Collection entries

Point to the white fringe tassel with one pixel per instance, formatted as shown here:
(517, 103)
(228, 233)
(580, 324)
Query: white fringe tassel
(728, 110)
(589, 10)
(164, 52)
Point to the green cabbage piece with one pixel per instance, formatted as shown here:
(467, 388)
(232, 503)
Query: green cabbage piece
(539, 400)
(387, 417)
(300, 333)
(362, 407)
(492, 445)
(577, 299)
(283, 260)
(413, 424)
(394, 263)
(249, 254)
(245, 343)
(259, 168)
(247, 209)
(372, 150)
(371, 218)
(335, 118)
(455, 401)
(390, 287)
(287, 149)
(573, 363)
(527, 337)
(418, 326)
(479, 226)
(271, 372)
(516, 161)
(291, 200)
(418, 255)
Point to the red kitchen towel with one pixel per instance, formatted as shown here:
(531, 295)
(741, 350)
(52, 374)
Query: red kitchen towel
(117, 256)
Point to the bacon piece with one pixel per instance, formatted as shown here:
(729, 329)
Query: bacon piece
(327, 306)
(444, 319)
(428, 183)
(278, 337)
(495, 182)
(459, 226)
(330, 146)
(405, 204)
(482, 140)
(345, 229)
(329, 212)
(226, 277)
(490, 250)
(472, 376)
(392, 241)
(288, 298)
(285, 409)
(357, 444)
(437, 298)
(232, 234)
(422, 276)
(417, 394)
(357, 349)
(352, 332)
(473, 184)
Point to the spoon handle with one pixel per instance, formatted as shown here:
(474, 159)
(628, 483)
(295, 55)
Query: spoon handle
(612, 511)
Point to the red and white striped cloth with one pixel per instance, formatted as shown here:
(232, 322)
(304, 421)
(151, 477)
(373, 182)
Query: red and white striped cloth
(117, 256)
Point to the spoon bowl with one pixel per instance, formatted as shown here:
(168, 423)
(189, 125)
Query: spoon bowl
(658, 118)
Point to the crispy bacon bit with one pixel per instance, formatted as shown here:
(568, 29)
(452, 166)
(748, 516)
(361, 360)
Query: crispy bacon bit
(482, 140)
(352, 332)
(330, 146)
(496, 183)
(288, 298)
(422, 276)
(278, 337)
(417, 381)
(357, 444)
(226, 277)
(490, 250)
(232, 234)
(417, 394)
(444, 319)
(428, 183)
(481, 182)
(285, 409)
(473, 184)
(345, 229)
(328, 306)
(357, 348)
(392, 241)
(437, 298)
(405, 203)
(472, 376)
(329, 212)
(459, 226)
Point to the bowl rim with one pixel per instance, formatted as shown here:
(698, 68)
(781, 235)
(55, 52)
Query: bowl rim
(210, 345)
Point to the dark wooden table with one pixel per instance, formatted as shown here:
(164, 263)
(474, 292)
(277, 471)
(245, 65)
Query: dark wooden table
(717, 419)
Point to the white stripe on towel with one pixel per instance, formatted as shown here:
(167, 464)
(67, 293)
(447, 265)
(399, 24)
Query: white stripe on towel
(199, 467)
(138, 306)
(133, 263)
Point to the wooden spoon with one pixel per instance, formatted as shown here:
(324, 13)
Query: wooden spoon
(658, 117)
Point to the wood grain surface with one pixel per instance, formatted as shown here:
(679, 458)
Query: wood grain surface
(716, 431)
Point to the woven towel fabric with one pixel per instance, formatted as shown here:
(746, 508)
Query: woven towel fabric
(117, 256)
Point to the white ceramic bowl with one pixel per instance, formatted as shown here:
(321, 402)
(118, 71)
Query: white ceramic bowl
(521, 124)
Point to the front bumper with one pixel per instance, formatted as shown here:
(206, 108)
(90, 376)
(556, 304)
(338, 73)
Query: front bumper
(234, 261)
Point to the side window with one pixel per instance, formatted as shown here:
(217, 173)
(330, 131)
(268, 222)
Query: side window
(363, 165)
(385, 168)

- Problem requirements
Retype each record. Keep every character as it is.

- Result
Point to the white fringe tassel with one pixel per instance, formatted as shown here:
(517, 103)
(228, 233)
(580, 324)
Query: white fringe tassel
(728, 110)
(589, 10)
(164, 52)
Point to the green cabbage piece with one pixel per instance, formatted as shown here:
(467, 388)
(232, 503)
Query: green cabbage piece
(539, 400)
(387, 417)
(300, 333)
(362, 407)
(492, 445)
(577, 299)
(283, 260)
(413, 424)
(394, 263)
(249, 254)
(245, 343)
(259, 168)
(247, 209)
(372, 150)
(371, 218)
(335, 118)
(455, 401)
(390, 287)
(287, 149)
(573, 363)
(527, 337)
(418, 326)
(479, 226)
(271, 372)
(516, 161)
(291, 200)
(418, 255)
Point to the red kitchen towel with one pixel per instance, formatted as shown here:
(531, 295)
(741, 350)
(52, 374)
Query: red kitchen towel
(117, 256)
Point to the bacon piece with one pixel per instance, formatted as shown here:
(729, 329)
Query: bacon piece
(327, 306)
(444, 319)
(428, 183)
(278, 337)
(495, 182)
(459, 226)
(330, 146)
(405, 204)
(482, 140)
(345, 229)
(329, 212)
(226, 277)
(490, 250)
(472, 376)
(392, 241)
(288, 298)
(285, 409)
(357, 444)
(437, 298)
(232, 234)
(422, 276)
(417, 394)
(357, 349)
(352, 332)
(473, 184)
Point to the spoon handle with one pixel per instance, formatted as shown here:
(474, 159)
(628, 483)
(295, 55)
Query: spoon handle
(612, 511)
Point to the red and white striped cloth with one pixel per instance, formatted as shown here:
(232, 322)
(304, 421)
(151, 477)
(373, 182)
Query: red and white striped cloth
(117, 256)
Point to the spoon bowl with one pixel per instance, formatted as shown here:
(168, 423)
(189, 125)
Query: spoon bowl
(658, 118)
Point to the crispy bacon bit with one pixel per instance, formatted as shown here:
(568, 29)
(452, 166)
(748, 516)
(361, 360)
Query: crispy bacon bit
(482, 140)
(352, 332)
(330, 146)
(496, 183)
(288, 298)
(422, 276)
(278, 337)
(417, 381)
(357, 444)
(226, 277)
(490, 250)
(232, 234)
(417, 394)
(444, 319)
(428, 183)
(481, 182)
(285, 409)
(473, 184)
(345, 229)
(328, 306)
(357, 348)
(392, 241)
(437, 298)
(405, 203)
(472, 376)
(329, 212)
(459, 226)
Point to the bowl rim with one pixel per instance, formatted as shown here:
(698, 68)
(781, 235)
(55, 52)
Query: bowl rim
(210, 345)
Point to the dark wooden table with one pixel per instance, formatted as shown here:
(164, 263)
(474, 292)
(277, 471)
(245, 65)
Query: dark wooden table
(717, 419)
Point to the white stripe on towel with one pixel per instance, formatted as shown here:
(167, 464)
(67, 293)
(447, 265)
(399, 24)
Query: white stripe on towel
(199, 467)
(138, 306)
(133, 263)
Point to the wooden spoon with one pixel per instance, formatted as shown here:
(324, 13)
Query: wooden spoon
(658, 117)
Point to the wood grain surface with one pixel per instance, formatted as shown here:
(679, 458)
Query: wood grain surface
(716, 431)
Point to the woven towel fabric with one pixel per instance, formatted as shown here:
(746, 508)
Query: woven towel fabric
(117, 256)
Point to the white ceramic bowl with one pixel per instance, formatted as shown here:
(321, 402)
(118, 71)
Query: white ceramic bowl
(521, 124)
Point to the front bumper with one pixel per instance, formatted as shown here:
(206, 108)
(90, 376)
(556, 304)
(338, 73)
Query: front bumper
(234, 261)
Point to the side window with one pixel per instance, formatted as shown here:
(217, 173)
(330, 131)
(268, 222)
Query: side window
(363, 165)
(385, 168)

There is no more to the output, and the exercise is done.